** start **
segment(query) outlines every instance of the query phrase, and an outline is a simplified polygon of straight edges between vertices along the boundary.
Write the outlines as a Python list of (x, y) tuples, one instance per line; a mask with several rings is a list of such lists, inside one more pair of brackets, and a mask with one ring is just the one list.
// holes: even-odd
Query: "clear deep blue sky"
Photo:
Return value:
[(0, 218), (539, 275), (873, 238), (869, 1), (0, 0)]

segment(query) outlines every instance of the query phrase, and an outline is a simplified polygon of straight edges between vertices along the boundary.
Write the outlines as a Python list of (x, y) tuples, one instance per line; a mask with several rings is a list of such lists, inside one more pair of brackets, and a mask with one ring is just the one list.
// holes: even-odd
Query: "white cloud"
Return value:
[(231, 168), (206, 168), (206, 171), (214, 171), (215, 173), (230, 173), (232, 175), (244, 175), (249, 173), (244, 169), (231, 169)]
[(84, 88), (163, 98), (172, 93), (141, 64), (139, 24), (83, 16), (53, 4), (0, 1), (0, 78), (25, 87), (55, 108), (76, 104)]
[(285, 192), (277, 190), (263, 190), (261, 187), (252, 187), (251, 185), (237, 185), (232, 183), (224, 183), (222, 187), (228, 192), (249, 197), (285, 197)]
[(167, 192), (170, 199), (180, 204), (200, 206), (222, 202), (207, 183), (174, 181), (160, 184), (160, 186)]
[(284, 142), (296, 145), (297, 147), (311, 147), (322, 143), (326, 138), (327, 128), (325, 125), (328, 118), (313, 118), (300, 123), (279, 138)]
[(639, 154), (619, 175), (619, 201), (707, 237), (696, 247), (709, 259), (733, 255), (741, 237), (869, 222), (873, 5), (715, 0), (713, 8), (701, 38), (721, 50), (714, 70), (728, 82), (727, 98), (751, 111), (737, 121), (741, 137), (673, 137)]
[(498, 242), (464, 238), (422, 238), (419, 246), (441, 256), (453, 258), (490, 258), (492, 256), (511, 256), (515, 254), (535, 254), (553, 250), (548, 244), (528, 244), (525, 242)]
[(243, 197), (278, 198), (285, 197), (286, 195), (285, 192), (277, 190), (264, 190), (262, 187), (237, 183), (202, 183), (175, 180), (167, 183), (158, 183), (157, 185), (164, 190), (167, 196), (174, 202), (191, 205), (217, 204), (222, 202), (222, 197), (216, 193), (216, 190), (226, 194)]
** end **
REQUIREMENT
Write out the lines again, from the first one through the line with "[(0, 218), (539, 275), (873, 238), (869, 1), (0, 0)]", requests included, and shift each answer by adding 107 to every x and y coordinate.

RESPONSE BELOW
segment(query) outlines every instance of the query phrase, and an outline is a simplified polygon of straight edges between vertices along the boundary.
Write the outlines as a Python list of (x, y) tuples, one instance per line; a mask with several rings is a list of such lists, inside one more pair of brackets, and a mask with one ring is just the one list.
// holes: even-odd
Query: "clear deep blue sky"
Photo:
Return value:
[(107, 325), (646, 382), (980, 345), (976, 108), (107, 107)]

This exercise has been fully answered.